Contour annotation records:
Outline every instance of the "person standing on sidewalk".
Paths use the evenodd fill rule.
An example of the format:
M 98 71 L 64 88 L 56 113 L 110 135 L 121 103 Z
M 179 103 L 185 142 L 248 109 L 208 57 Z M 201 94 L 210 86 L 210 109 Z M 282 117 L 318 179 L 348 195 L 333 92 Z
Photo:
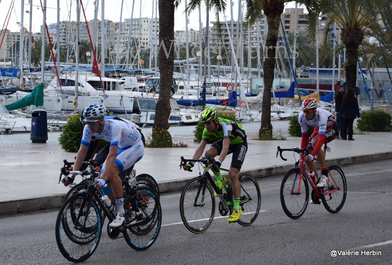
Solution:
M 248 148 L 246 134 L 241 125 L 237 122 L 218 117 L 218 111 L 213 107 L 207 108 L 201 112 L 200 121 L 204 123 L 204 129 L 201 141 L 192 159 L 197 159 L 201 156 L 207 145 L 207 141 L 210 136 L 214 135 L 221 138 L 207 149 L 205 155 L 213 160 L 215 160 L 216 156 L 219 155 L 219 158 L 215 160 L 209 167 L 212 170 L 217 178 L 215 184 L 218 188 L 222 189 L 227 180 L 220 175 L 219 168 L 226 155 L 233 154 L 229 177 L 233 185 L 234 205 L 233 211 L 227 221 L 229 222 L 236 222 L 243 213 L 240 206 L 241 185 L 238 176 Z M 189 170 L 194 165 L 194 162 L 190 162 L 183 165 L 182 167 L 184 170 Z M 223 190 L 222 192 L 224 193 Z
M 348 140 L 354 141 L 355 139 L 352 137 L 354 120 L 361 117 L 358 101 L 355 97 L 354 88 L 349 88 L 346 91 L 343 97 L 341 110 L 341 117 L 343 118 L 344 124 L 343 128 L 343 140 L 347 139 L 348 134 Z
M 340 133 L 341 138 L 343 138 L 342 132 L 343 132 L 343 126 L 344 122 L 343 119 L 341 118 L 341 107 L 342 102 L 343 101 L 343 95 L 344 92 L 344 87 L 340 85 L 336 91 L 336 95 L 335 96 L 335 112 L 336 113 L 336 123 L 338 124 L 338 135 Z

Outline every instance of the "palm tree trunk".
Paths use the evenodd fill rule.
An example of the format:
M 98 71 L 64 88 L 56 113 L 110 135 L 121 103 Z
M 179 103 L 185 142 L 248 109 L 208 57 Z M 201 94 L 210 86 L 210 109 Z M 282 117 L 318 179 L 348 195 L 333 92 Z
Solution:
M 263 93 L 263 105 L 261 110 L 261 127 L 259 131 L 259 139 L 260 140 L 272 138 L 271 91 L 275 75 L 275 51 L 279 35 L 280 15 L 284 9 L 284 2 L 280 1 L 266 4 L 263 9 L 264 14 L 267 17 L 268 33 L 264 51 L 265 60 L 263 66 L 264 73 L 264 91 Z
M 174 5 L 172 1 L 165 0 L 159 0 L 158 5 L 160 45 L 158 56 L 160 88 L 155 108 L 151 145 L 152 147 L 171 147 L 172 135 L 168 130 L 174 71 Z

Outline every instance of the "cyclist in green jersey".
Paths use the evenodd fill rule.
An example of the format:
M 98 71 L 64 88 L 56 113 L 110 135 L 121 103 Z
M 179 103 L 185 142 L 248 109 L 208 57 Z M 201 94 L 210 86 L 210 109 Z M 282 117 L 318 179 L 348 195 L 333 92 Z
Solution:
M 235 222 L 242 214 L 240 207 L 241 186 L 238 176 L 247 150 L 246 134 L 238 122 L 218 117 L 218 111 L 213 107 L 206 109 L 201 113 L 200 121 L 204 123 L 204 129 L 201 141 L 195 152 L 193 159 L 197 159 L 201 156 L 207 145 L 207 140 L 210 136 L 221 138 L 209 147 L 205 155 L 205 156 L 215 160 L 214 163 L 209 165 L 209 167 L 217 178 L 215 182 L 217 186 L 221 189 L 227 180 L 220 175 L 219 168 L 227 155 L 233 154 L 229 177 L 233 185 L 234 204 L 228 221 L 229 222 Z M 219 157 L 215 160 L 215 157 L 218 155 Z M 185 170 L 188 170 L 194 165 L 194 163 L 189 162 L 184 165 L 183 168 Z

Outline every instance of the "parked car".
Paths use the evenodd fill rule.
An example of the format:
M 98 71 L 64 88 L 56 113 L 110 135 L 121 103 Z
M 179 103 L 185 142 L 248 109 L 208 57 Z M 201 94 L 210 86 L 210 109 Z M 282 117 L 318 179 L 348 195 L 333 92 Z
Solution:
M 155 91 L 155 93 L 159 93 L 160 88 L 160 78 L 159 77 L 150 77 L 146 81 L 145 85 L 147 92 L 152 93 Z M 177 84 L 175 83 L 175 79 L 172 79 L 172 94 L 173 94 L 177 91 Z
M 132 91 L 139 90 L 139 83 L 138 79 L 134 76 L 124 76 L 120 79 L 120 81 L 124 82 L 124 89 Z

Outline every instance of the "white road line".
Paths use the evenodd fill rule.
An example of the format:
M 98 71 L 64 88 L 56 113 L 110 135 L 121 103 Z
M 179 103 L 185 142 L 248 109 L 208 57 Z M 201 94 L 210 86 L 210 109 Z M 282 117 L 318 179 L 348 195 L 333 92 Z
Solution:
M 385 242 L 381 242 L 381 243 L 371 244 L 371 245 L 363 245 L 362 246 L 358 247 L 356 249 L 361 249 L 362 248 L 371 248 L 372 247 L 375 247 L 376 246 L 388 245 L 389 244 L 392 244 L 392 240 L 390 240 L 389 241 L 385 241 Z
M 259 212 L 259 213 L 262 213 L 263 212 L 267 212 L 267 210 L 261 210 Z M 246 214 L 250 214 L 251 213 L 249 213 L 243 214 L 245 215 L 246 215 Z M 221 218 L 228 218 L 228 217 L 229 217 L 228 216 L 218 216 L 218 217 L 214 217 L 214 219 L 220 219 Z M 207 219 L 204 219 L 204 220 L 206 220 Z M 201 220 L 197 220 L 197 221 L 196 220 L 195 220 L 195 221 L 189 221 L 189 222 L 196 222 L 196 221 L 201 221 Z M 182 222 L 173 222 L 173 223 L 167 223 L 166 224 L 162 224 L 162 227 L 163 227 L 163 226 L 169 226 L 170 225 L 175 225 L 176 224 L 182 224 L 183 223 Z

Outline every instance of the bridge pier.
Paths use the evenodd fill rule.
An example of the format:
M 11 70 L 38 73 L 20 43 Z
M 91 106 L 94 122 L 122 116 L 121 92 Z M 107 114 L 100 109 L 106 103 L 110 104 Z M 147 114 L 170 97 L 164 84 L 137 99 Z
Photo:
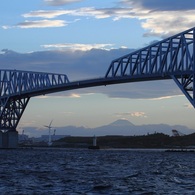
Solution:
M 18 147 L 17 131 L 0 131 L 0 149 L 11 149 Z

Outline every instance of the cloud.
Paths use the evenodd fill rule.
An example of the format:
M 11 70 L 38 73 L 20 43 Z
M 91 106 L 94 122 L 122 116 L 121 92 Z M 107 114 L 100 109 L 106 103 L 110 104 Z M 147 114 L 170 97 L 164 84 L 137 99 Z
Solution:
M 62 27 L 67 23 L 63 20 L 37 20 L 37 21 L 25 21 L 18 23 L 16 27 L 19 28 L 49 28 L 49 27 Z
M 139 7 L 151 11 L 190 10 L 195 8 L 194 0 L 121 0 L 121 3 L 131 7 Z
M 41 45 L 44 48 L 56 48 L 56 49 L 69 49 L 87 51 L 91 49 L 110 49 L 113 44 L 76 44 L 76 43 L 63 43 L 63 44 L 50 44 Z
M 83 0 L 44 0 L 44 2 L 51 6 L 60 6 L 60 5 L 66 5 L 70 3 L 76 3 Z
M 133 113 L 131 113 L 131 116 L 133 116 L 133 117 L 144 117 L 144 118 L 147 117 L 145 112 L 133 112 Z
M 48 5 L 65 5 L 79 2 L 79 0 L 45 0 Z M 114 7 L 95 8 L 81 7 L 78 9 L 37 10 L 25 13 L 24 18 L 51 19 L 62 15 L 112 20 L 123 18 L 138 19 L 141 26 L 147 31 L 144 36 L 167 37 L 195 26 L 194 0 L 121 0 Z M 41 25 L 43 23 L 43 25 Z M 62 27 L 67 25 L 62 20 L 25 21 L 17 26 L 21 28 Z M 4 25 L 3 29 L 10 28 Z
M 145 112 L 140 112 L 140 111 L 136 111 L 136 112 L 123 112 L 123 113 L 116 113 L 117 117 L 143 117 L 143 118 L 147 118 L 147 115 Z
M 111 8 L 82 7 L 72 10 L 35 11 L 25 14 L 26 17 L 57 17 L 71 15 L 94 17 L 96 19 L 135 18 L 148 30 L 144 36 L 162 38 L 195 26 L 195 2 L 193 0 L 123 0 L 119 6 Z
M 29 13 L 23 14 L 22 16 L 24 18 L 55 18 L 64 14 L 70 14 L 72 13 L 71 10 L 37 10 L 37 11 L 31 11 Z
M 104 77 L 113 59 L 132 52 L 130 49 L 55 50 L 17 53 L 3 50 L 0 53 L 1 69 L 17 69 L 66 74 L 70 81 Z M 84 88 L 58 93 L 72 94 L 102 93 L 112 98 L 151 99 L 181 95 L 173 80 L 136 82 Z M 55 95 L 55 94 L 53 94 Z

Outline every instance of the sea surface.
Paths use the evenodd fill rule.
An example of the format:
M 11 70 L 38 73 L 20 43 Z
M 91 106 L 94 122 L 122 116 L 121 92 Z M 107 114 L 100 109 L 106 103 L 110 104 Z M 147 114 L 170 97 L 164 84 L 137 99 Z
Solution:
M 0 194 L 195 194 L 195 153 L 0 150 Z

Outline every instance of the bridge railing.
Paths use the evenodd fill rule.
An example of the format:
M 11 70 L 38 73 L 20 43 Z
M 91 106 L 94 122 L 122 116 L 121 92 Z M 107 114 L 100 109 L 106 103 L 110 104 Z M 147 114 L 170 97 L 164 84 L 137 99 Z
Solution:
M 21 94 L 66 83 L 69 83 L 69 79 L 65 74 L 0 70 L 1 96 Z
M 194 71 L 195 28 L 111 62 L 105 77 L 143 76 Z

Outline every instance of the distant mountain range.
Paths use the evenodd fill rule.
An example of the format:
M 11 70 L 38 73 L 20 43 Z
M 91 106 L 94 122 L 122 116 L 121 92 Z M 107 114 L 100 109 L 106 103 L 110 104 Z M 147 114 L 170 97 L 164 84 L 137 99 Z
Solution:
M 119 119 L 108 125 L 85 128 L 76 126 L 65 126 L 56 128 L 56 135 L 70 135 L 70 136 L 105 136 L 105 135 L 147 135 L 155 132 L 172 135 L 172 130 L 176 129 L 183 134 L 194 133 L 194 129 L 189 129 L 186 126 L 167 124 L 150 124 L 150 125 L 134 125 L 128 120 Z M 51 133 L 53 134 L 52 130 Z M 25 127 L 24 134 L 29 137 L 41 137 L 41 135 L 48 135 L 48 129 L 37 129 L 36 127 Z

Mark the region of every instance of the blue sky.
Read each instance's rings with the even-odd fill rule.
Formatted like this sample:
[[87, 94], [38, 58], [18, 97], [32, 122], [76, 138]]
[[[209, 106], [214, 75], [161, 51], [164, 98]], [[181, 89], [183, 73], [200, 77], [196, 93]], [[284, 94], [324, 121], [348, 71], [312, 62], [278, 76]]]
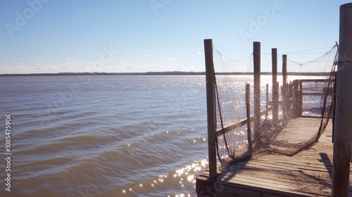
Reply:
[[338, 41], [346, 3], [1, 1], [0, 74], [204, 71], [208, 38], [233, 59], [249, 56], [252, 42], [260, 42], [262, 70], [270, 70], [272, 48], [298, 62], [327, 51]]

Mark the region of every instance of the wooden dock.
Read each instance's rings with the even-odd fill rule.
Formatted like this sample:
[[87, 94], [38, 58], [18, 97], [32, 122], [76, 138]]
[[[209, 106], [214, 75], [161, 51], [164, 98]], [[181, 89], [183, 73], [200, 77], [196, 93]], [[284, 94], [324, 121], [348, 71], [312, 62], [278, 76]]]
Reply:
[[[320, 121], [294, 118], [282, 132], [289, 141], [306, 139], [298, 134], [298, 129], [315, 132]], [[218, 170], [215, 182], [208, 181], [208, 172], [204, 172], [196, 179], [198, 196], [332, 196], [332, 132], [330, 121], [319, 141], [308, 150], [292, 157], [270, 154], [238, 163], [224, 171]], [[351, 184], [348, 196], [352, 196]]]

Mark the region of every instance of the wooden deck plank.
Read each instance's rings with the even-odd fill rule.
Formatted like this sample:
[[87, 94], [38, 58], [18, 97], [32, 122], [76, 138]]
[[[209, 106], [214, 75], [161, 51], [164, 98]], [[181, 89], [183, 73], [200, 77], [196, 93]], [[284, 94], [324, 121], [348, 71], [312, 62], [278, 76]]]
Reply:
[[[316, 118], [293, 119], [279, 138], [289, 143], [306, 139], [312, 135], [312, 130], [317, 130], [320, 121]], [[215, 183], [221, 187], [214, 191], [216, 195], [210, 196], [331, 196], [332, 129], [329, 122], [316, 144], [294, 156], [260, 155], [220, 171]], [[301, 134], [295, 132], [297, 130]], [[302, 131], [307, 132], [302, 134]], [[200, 179], [206, 182], [206, 172], [197, 182]], [[200, 186], [197, 184], [197, 186]], [[352, 196], [351, 186], [349, 192], [348, 196]]]

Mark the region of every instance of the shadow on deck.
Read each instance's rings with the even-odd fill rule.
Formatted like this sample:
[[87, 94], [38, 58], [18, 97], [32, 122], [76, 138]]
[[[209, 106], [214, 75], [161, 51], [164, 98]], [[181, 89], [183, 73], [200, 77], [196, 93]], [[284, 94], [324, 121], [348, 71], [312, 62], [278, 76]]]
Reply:
[[[308, 132], [320, 121], [294, 118], [282, 132], [290, 136], [287, 140], [295, 140], [304, 137], [298, 135], [298, 130], [301, 133], [304, 128]], [[269, 154], [237, 163], [218, 170], [215, 182], [208, 181], [208, 173], [204, 172], [196, 179], [198, 196], [331, 196], [332, 133], [329, 122], [310, 148], [291, 157]], [[352, 196], [351, 186], [348, 196]]]

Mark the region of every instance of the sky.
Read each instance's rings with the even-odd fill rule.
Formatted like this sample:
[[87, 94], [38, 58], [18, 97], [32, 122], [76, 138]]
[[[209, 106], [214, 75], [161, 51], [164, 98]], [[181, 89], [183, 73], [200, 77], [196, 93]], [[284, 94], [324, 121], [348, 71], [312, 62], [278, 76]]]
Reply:
[[329, 51], [346, 3], [0, 1], [0, 74], [202, 72], [204, 39], [232, 59], [250, 56], [253, 42], [260, 42], [268, 71], [272, 48], [297, 62]]

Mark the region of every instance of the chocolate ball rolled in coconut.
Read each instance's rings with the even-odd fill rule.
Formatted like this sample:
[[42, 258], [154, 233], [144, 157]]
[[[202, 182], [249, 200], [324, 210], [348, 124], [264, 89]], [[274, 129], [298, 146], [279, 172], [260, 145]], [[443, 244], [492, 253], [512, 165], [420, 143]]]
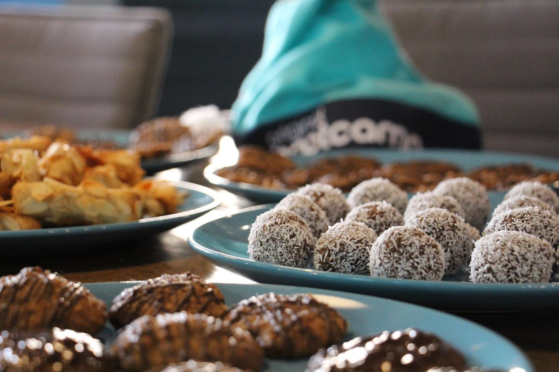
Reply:
[[248, 236], [251, 259], [278, 265], [304, 267], [314, 244], [307, 223], [285, 209], [272, 209], [256, 218]]
[[549, 211], [524, 207], [505, 211], [487, 224], [484, 235], [503, 230], [522, 231], [549, 242], [553, 248], [559, 243], [559, 221]]
[[328, 229], [330, 225], [324, 211], [307, 196], [290, 194], [278, 203], [275, 209], [278, 208], [287, 209], [301, 216], [316, 239]]
[[297, 190], [300, 195], [308, 196], [326, 213], [328, 221], [333, 225], [345, 216], [349, 205], [342, 190], [325, 183], [311, 183]]
[[404, 220], [407, 221], [413, 215], [429, 208], [442, 208], [462, 218], [466, 217], [464, 210], [453, 197], [438, 195], [433, 192], [418, 192], [408, 202], [406, 211], [404, 213]]
[[496, 231], [476, 241], [470, 279], [474, 283], [546, 283], [553, 253], [548, 241], [536, 235]]
[[559, 212], [559, 196], [551, 189], [540, 182], [525, 181], [518, 183], [505, 194], [503, 200], [506, 200], [518, 195], [537, 197], [553, 207], [556, 212]]
[[433, 191], [439, 195], [452, 196], [464, 210], [464, 219], [475, 228], [481, 229], [491, 209], [485, 187], [466, 177], [446, 180]]
[[362, 222], [377, 235], [393, 226], [404, 225], [402, 214], [386, 201], [369, 201], [358, 205], [349, 211], [344, 221]]
[[549, 211], [549, 213], [555, 217], [557, 218], [557, 212], [550, 204], [538, 199], [534, 196], [528, 196], [528, 195], [517, 195], [504, 199], [503, 202], [497, 206], [497, 207], [493, 211], [493, 215], [491, 218], [495, 217], [499, 213], [502, 213], [511, 209], [517, 208], [523, 208], [524, 207], [536, 207], [543, 210]]
[[348, 202], [352, 208], [369, 201], [383, 201], [404, 213], [408, 205], [408, 193], [386, 178], [377, 177], [363, 181], [348, 196]]
[[411, 226], [395, 226], [381, 234], [369, 262], [371, 275], [379, 278], [439, 281], [444, 274], [440, 244]]
[[473, 241], [464, 219], [445, 209], [429, 208], [411, 216], [406, 225], [423, 231], [444, 251], [444, 273], [454, 274], [466, 264]]
[[322, 234], [314, 250], [317, 270], [346, 274], [368, 273], [369, 248], [377, 239], [371, 228], [359, 222], [339, 222]]

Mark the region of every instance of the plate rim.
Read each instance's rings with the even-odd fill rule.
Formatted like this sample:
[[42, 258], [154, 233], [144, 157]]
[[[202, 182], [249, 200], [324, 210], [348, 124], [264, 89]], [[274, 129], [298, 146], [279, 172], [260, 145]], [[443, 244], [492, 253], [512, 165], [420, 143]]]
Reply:
[[72, 226], [68, 227], [57, 227], [46, 228], [41, 229], [34, 229], [31, 230], [20, 230], [11, 231], [0, 231], [0, 240], [3, 239], [13, 238], [37, 238], [41, 236], [53, 236], [55, 235], [73, 235], [80, 234], [84, 233], [94, 233], [100, 231], [118, 231], [126, 227], [133, 225], [137, 226], [136, 224], [146, 224], [160, 221], [165, 221], [169, 219], [183, 219], [190, 217], [190, 216], [197, 215], [201, 213], [208, 212], [221, 204], [221, 197], [219, 194], [215, 190], [209, 187], [203, 186], [196, 183], [186, 182], [184, 181], [168, 181], [172, 183], [173, 186], [181, 187], [186, 191], [189, 190], [197, 191], [201, 194], [210, 196], [213, 199], [212, 201], [205, 205], [203, 205], [194, 209], [177, 212], [171, 214], [159, 216], [158, 217], [150, 217], [148, 218], [140, 219], [138, 221], [129, 221], [127, 222], [117, 222], [111, 224], [101, 224], [100, 225], [84, 225], [82, 226]]
[[[220, 262], [241, 262], [245, 265], [249, 265], [257, 268], [260, 273], [264, 271], [274, 270], [276, 271], [292, 272], [297, 273], [298, 275], [309, 276], [312, 275], [314, 277], [325, 278], [322, 280], [333, 280], [336, 278], [351, 278], [353, 281], [363, 283], [384, 283], [385, 285], [390, 287], [401, 288], [400, 286], [405, 285], [410, 290], [417, 289], [421, 287], [422, 289], [429, 289], [430, 290], [437, 290], [441, 288], [449, 290], [458, 290], [462, 292], [479, 292], [479, 288], [489, 288], [485, 291], [489, 294], [493, 293], [499, 293], [503, 294], [504, 292], [511, 293], [517, 293], [519, 290], [524, 288], [529, 288], [528, 290], [530, 293], [542, 293], [549, 294], [551, 293], [557, 292], [559, 293], [559, 283], [476, 283], [470, 282], [449, 282], [444, 281], [420, 281], [410, 279], [395, 279], [391, 278], [375, 278], [370, 276], [361, 276], [355, 274], [345, 274], [343, 273], [334, 273], [329, 272], [323, 272], [314, 269], [307, 269], [303, 268], [291, 267], [277, 264], [272, 264], [267, 262], [260, 262], [251, 260], [249, 258], [244, 257], [238, 257], [228, 253], [220, 252], [215, 249], [211, 249], [205, 247], [196, 240], [194, 238], [196, 231], [199, 231], [203, 226], [215, 222], [218, 220], [230, 218], [235, 215], [239, 215], [247, 212], [254, 210], [264, 210], [274, 205], [275, 203], [257, 205], [248, 208], [235, 211], [234, 212], [228, 214], [225, 216], [216, 216], [211, 220], [205, 221], [203, 223], [196, 226], [192, 231], [188, 234], [187, 242], [192, 248], [206, 257], [221, 257], [224, 260], [218, 260]], [[532, 288], [533, 287], [533, 288]], [[397, 300], [395, 300], [397, 301]]]
[[[131, 284], [131, 286], [136, 285], [145, 281], [119, 281], [119, 282], [94, 282], [89, 283], [83, 283], [84, 287], [85, 287], [88, 289], [89, 289], [88, 286], [91, 284], [94, 284], [95, 286], [110, 286], [111, 284]], [[333, 296], [338, 297], [341, 297], [342, 298], [345, 298], [347, 299], [356, 301], [358, 302], [361, 302], [362, 303], [366, 303], [368, 307], [370, 308], [374, 306], [375, 302], [378, 302], [381, 303], [385, 303], [388, 307], [391, 306], [396, 305], [400, 308], [404, 308], [405, 311], [408, 312], [408, 310], [409, 311], [412, 311], [413, 310], [419, 311], [423, 313], [429, 314], [432, 315], [433, 318], [438, 317], [440, 318], [442, 317], [446, 318], [448, 319], [451, 319], [457, 326], [463, 326], [467, 325], [470, 328], [473, 328], [476, 332], [479, 332], [479, 331], [482, 331], [485, 332], [486, 334], [489, 335], [493, 337], [498, 339], [500, 342], [506, 344], [512, 350], [513, 350], [517, 354], [517, 357], [518, 357], [522, 362], [525, 364], [527, 369], [525, 372], [534, 372], [535, 371], [534, 365], [532, 361], [530, 360], [529, 358], [526, 355], [526, 354], [514, 342], [508, 339], [504, 336], [503, 336], [499, 334], [498, 332], [487, 328], [487, 327], [479, 324], [473, 321], [470, 320], [468, 319], [465, 319], [461, 317], [454, 315], [454, 314], [449, 313], [448, 312], [442, 311], [440, 310], [437, 310], [436, 309], [430, 308], [425, 306], [422, 306], [421, 305], [418, 305], [414, 303], [410, 303], [408, 302], [405, 302], [404, 301], [401, 301], [396, 299], [392, 299], [391, 298], [385, 298], [383, 297], [380, 297], [378, 296], [369, 295], [369, 294], [363, 294], [361, 293], [354, 293], [352, 292], [346, 292], [342, 291], [337, 291], [334, 289], [328, 289], [325, 288], [312, 288], [310, 287], [293, 287], [292, 286], [286, 286], [285, 284], [269, 284], [269, 283], [223, 283], [217, 281], [212, 281], [211, 282], [212, 284], [214, 284], [219, 287], [220, 286], [226, 285], [230, 287], [264, 287], [263, 293], [268, 293], [269, 292], [277, 292], [278, 291], [282, 291], [287, 289], [288, 291], [292, 291], [295, 292], [297, 292], [300, 293], [310, 293], [311, 294], [313, 293], [319, 292], [320, 293], [317, 294], [324, 294], [326, 295]], [[269, 288], [272, 287], [272, 288]], [[278, 288], [277, 290], [273, 289], [274, 287]], [[258, 291], [258, 290], [257, 290]], [[255, 292], [255, 294], [257, 295]], [[361, 300], [361, 301], [359, 300]], [[418, 326], [418, 328], [420, 328], [420, 326]], [[356, 335], [355, 337], [359, 337], [358, 335]], [[443, 337], [444, 339], [443, 336]], [[456, 347], [456, 346], [455, 346]], [[463, 351], [460, 350], [461, 352], [463, 352]], [[491, 368], [495, 368], [495, 366], [491, 366]], [[500, 368], [500, 367], [499, 367]]]

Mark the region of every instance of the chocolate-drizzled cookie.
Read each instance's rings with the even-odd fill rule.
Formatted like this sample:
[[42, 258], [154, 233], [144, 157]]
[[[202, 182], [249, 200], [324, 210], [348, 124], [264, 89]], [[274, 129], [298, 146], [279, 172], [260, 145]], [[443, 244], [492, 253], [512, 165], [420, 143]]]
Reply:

**Directive:** Please recast the records, starting at the line that contains "Mark the region of every instance of the chocolate ball" and ending at the line that contains "209], [256, 218]]", as a Markdown table with the columns Number and Record line. Give one row per line, skip blank lines, and leave the pictures out.

**Correct response:**
| Number | Record line |
|---|---|
| 1 | Mark the region of every instance of the chocolate ball rolled in coconut. |
| 2 | Read each instance's rings with the even-odd fill rule. |
| 3 | Formatted like this sample: |
| 4 | [[42, 258], [154, 233], [144, 157]] |
| 5 | [[[202, 182], [249, 200], [324, 210], [348, 124], [264, 89]], [[274, 129], [298, 146], [279, 172], [260, 145]], [[443, 244], [492, 253], [512, 165], [420, 143]]] |
| 6 | Reply: |
| 7 | [[248, 236], [251, 259], [278, 265], [304, 267], [314, 244], [307, 223], [285, 209], [272, 209], [256, 218]] |